━━━━━ READING TEXT

# How I trust her again



## lost in translaion (Aug 8, 2011)

My wife agreed to work in out married and give it try,,

question how would I trust her again after she has am emotional affair ,

how I know she does not talk to him any more.

how I rebuild our lives again better ,,


----------



## star2916 (May 21, 2013)

You have to ask her ..... if she was the one that went outside the marriage to find another person to share, laugh, feel close to, instead of coming to you with whatever was bothering her but instead getting into and EA .... 
She is either selfish, immature or terribly misunderstood ...

You both have to sit down and confront the problem, the why, the how long, and what did I do to contribute to the situation .... .... and then, go from there....
But let's suppose for a moment that she is remorseful and sorry and all that .... She Got to BE totally transparent with you .... and do some reading and some grown -up .... 

I feel like this is an EPIDEMIC ..... remember our parents generation ? There were just very few instances where this kind of thing was happening .... .... I am at lost as you are .... 
Best to you. READ READ READ .....


----------



## tom67 (Oct 2, 2012)

Ugh zombie thread star


----------



## star2916 (May 21, 2013)

How do I recognize the " Zombie threads?


----------



## clipclop2 (Aug 16, 2013)

The date of the last post.


----------

━━━━━━━━━━

## STATED EXERCISE 1
Copy the forum thread from "how I know she" to "and EA ....".
## STATED EXERCISE 2
In the forum thread, how does clipclop2 say to recognize a zombie thread?

━━━━━ SOURCE MATERIAL

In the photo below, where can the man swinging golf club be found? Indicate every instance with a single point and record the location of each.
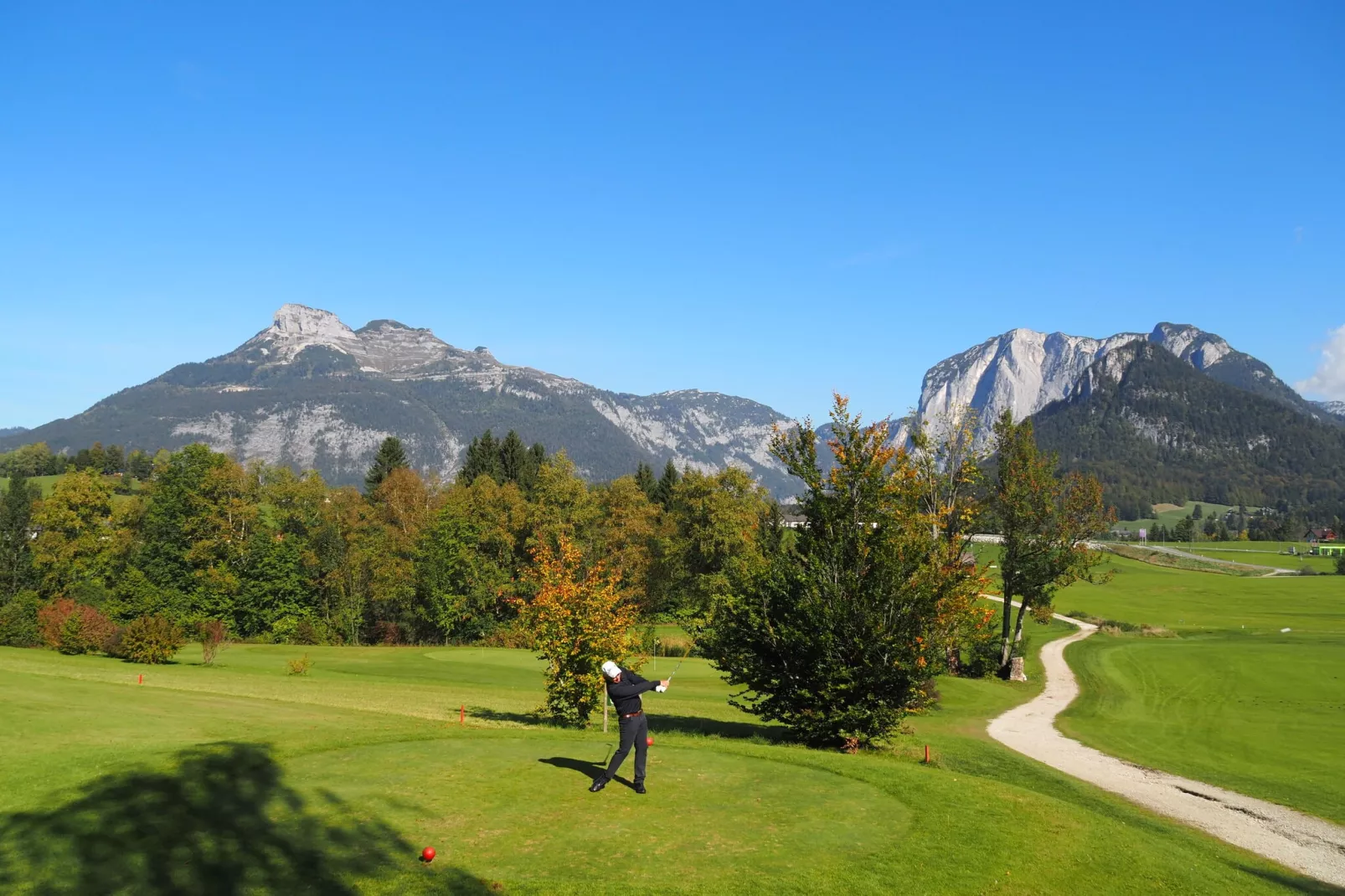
(624, 687)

━━━━━━━━━━

## FINAL RESULT 1
how I know she does not talk to him any more.

how I rebuild our lives again better ,,


----------



## star2916 (May 21, 2013)

You have to ask her ..... if she was the one that went outside the marriage to find another person to share, laugh, feel close to, instead of coming to you with whatever was bothering her but instead getting into and EA ....

## FINAL RESULT 2
By the date of the last post.